▶ **TASK OBJECTIVE**:
Print the listing below in its entirety, character for character.

▶ **DATASET RECORDS**:
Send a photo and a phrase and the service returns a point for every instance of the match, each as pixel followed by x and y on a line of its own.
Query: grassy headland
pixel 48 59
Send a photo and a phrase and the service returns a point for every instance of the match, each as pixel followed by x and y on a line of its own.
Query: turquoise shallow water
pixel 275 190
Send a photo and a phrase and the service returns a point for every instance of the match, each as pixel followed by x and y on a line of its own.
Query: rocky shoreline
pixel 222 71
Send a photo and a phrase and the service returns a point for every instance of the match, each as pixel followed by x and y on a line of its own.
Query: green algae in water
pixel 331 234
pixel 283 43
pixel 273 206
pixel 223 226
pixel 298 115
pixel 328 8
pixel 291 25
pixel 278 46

▶ **EXERCISE RESULT**:
Send a photo and a phrase and the service returns a point for every instance of the match, each as pixel followed by x and y on a line of its own.
Query: grassy headland
pixel 48 59
Send a photo and a phrase and the service returns a point for every instance of the match, each as pixel followed by x and y on a line of its own.
Query: turquoise shallow water
pixel 275 190
Send a photo and a phrase and the service returns a point for every instance of the match, each as pixel followed by x and y on a line of its own.
Query: rocky shoreline
pixel 222 71
Send a photo and a phrase and the service returns a point for every instance of the match, each as pixel followed by x and y on a line of its own.
Query: green algae in water
pixel 331 234
pixel 283 43
pixel 273 206
pixel 223 226
pixel 298 115
pixel 328 8
pixel 291 25
pixel 278 46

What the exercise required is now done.